▶ _Stated problem_: Please print the material below word for word, leaving out the pictures.

▶ _Records for processing_:
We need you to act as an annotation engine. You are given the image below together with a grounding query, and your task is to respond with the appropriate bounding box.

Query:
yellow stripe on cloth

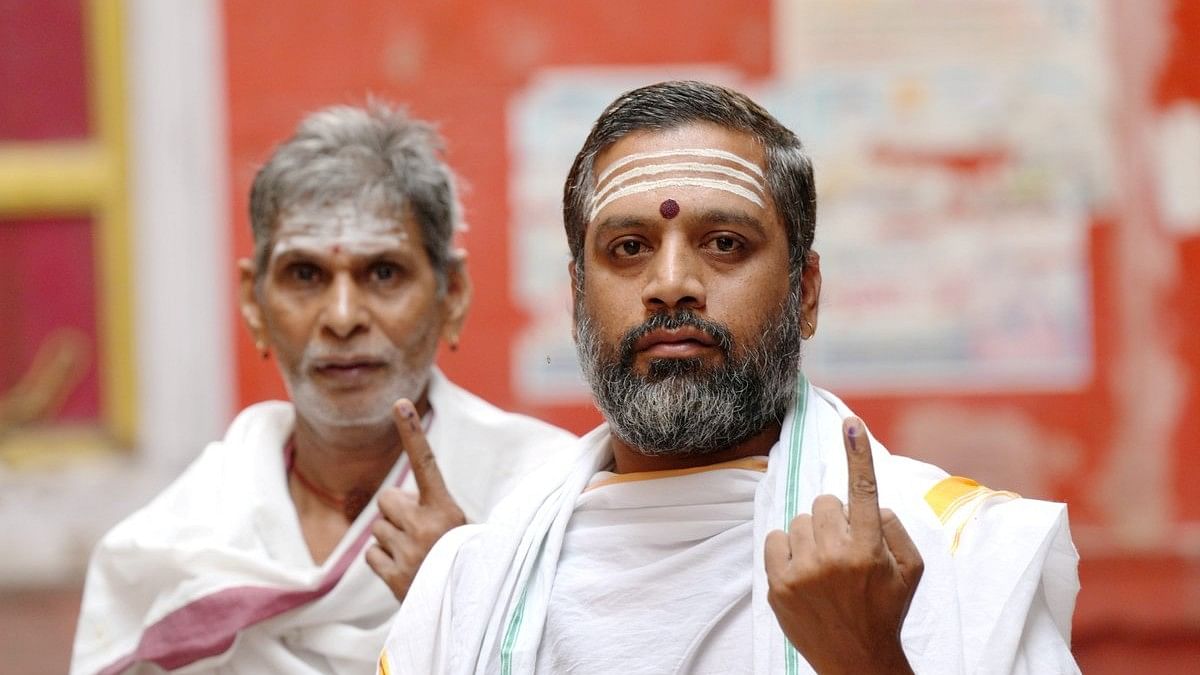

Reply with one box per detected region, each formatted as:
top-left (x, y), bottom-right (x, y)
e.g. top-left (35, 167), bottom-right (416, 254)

top-left (925, 476), bottom-right (1021, 555)
top-left (925, 476), bottom-right (988, 522)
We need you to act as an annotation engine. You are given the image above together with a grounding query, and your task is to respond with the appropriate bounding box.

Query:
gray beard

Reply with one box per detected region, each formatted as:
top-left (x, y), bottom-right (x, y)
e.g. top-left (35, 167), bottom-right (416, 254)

top-left (576, 288), bottom-right (800, 456)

▶ _Exercise solution_:
We need you to act as an annotation engine. You are given the image below together with a grounding query, and your task is to respond with the appropriate bounding box.

Query:
yellow stripe on cloth


Reply with one box per detected region, each formatted as:
top-left (x, y), bottom-right (x, y)
e.g. top-left (35, 167), bottom-right (416, 254)

top-left (925, 476), bottom-right (1021, 555)
top-left (925, 476), bottom-right (988, 522)
We need you to act as an annotation engine. You are given the image above together with a grounding query, and your task is to respond with the appropriate bounding box.

Query:
gray beard

Reply with one box per detected region, each formatted as:
top-left (x, y), bottom-right (x, y)
e.g. top-left (35, 167), bottom-right (416, 254)

top-left (576, 288), bottom-right (800, 456)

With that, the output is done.